## [Goal]
Render the records from the line containing "Spot the clear" to the line containing "Target: bicycle wheel", both included, as a Markdown table with the columns Row and Entry. Give each line's number in Row and the line itself in Entry, and leave out blank lines.

## [Given data]
_____

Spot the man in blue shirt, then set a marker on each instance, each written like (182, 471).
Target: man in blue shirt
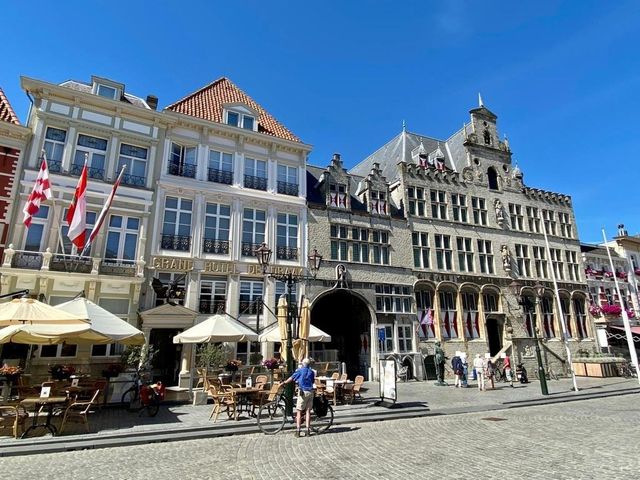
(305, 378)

_____

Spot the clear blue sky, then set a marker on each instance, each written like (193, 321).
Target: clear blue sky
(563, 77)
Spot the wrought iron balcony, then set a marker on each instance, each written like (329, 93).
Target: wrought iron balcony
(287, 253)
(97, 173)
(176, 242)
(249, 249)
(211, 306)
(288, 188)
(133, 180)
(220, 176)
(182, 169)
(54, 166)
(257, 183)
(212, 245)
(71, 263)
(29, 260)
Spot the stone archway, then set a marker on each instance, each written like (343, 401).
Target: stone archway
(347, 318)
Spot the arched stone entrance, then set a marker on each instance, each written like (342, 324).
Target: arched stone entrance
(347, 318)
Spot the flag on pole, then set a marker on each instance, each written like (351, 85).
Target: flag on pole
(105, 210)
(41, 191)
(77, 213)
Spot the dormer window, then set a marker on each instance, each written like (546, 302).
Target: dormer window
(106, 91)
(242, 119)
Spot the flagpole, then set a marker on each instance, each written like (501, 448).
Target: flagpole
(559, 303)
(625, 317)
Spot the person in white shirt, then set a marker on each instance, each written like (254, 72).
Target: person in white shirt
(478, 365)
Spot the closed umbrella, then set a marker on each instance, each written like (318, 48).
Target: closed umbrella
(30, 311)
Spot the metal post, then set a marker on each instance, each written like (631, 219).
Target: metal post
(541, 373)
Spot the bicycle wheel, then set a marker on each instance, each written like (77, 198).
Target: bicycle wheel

_____

## [Result for this exercise]
| Row | Entry |
|---|---|
| 1 | Spot the clear blue sky, then set a marker on each instance, each written like (193, 321). |
| 2 | Target: clear blue sky |
| 3 | (563, 77) |
| 4 | Spot the wrought iron balcony, then set a marker on each instance, each written like (329, 93). |
| 5 | Target: wrought iron balcony |
| 6 | (287, 253) |
| 7 | (97, 173) |
| 8 | (176, 242) |
| 9 | (249, 249) |
| 10 | (211, 306) |
| 11 | (288, 188) |
| 12 | (133, 180) |
| 13 | (220, 176) |
| 14 | (182, 169) |
| 15 | (54, 166) |
| 16 | (257, 183) |
| 17 | (212, 245) |
| 18 | (71, 263) |
| 19 | (29, 260) |
| 20 | Spot the stone archway, then set a marker on each instance, each written like (343, 401). |
| 21 | Target: stone archway |
| 22 | (347, 318) |
| 23 | Spot the arched stone entrance, then set a marker on each instance, each written like (342, 324). |
| 24 | Target: arched stone entrance |
| 25 | (347, 318) |
| 26 | Spot the flag on pole, then set a marker on each instance, each written like (351, 85). |
| 27 | Target: flag on pole |
| 28 | (105, 210) |
| 29 | (41, 191) |
| 30 | (77, 213) |
| 31 | Spot the dormer window, then set a marker on each instance, each written like (546, 302). |
| 32 | Target: dormer window |
| 33 | (106, 91) |
| 34 | (242, 119) |
| 35 | Spot the flagpole, then set a marker on each instance, each written like (501, 448). |
| 36 | Target: flagpole |
| 37 | (559, 303) |
| 38 | (625, 317) |
| 39 | Spot the person in white shirt, then set a marker on each instance, each written like (254, 72). |
| 40 | Target: person in white shirt |
| 41 | (478, 365) |
| 42 | Spot the closed umbrella, then set a marker on each instance, each written like (318, 48). |
| 43 | Target: closed umbrella |
| 44 | (30, 311) |
| 45 | Spot the metal post, then set a marker on each instance, each written like (631, 219). |
| 46 | Target: metal post |
| 47 | (541, 373) |
| 48 | Spot the bicycle wheel, then set a marker on each instance, each written like (77, 198). |
| 49 | Target: bicycle wheel |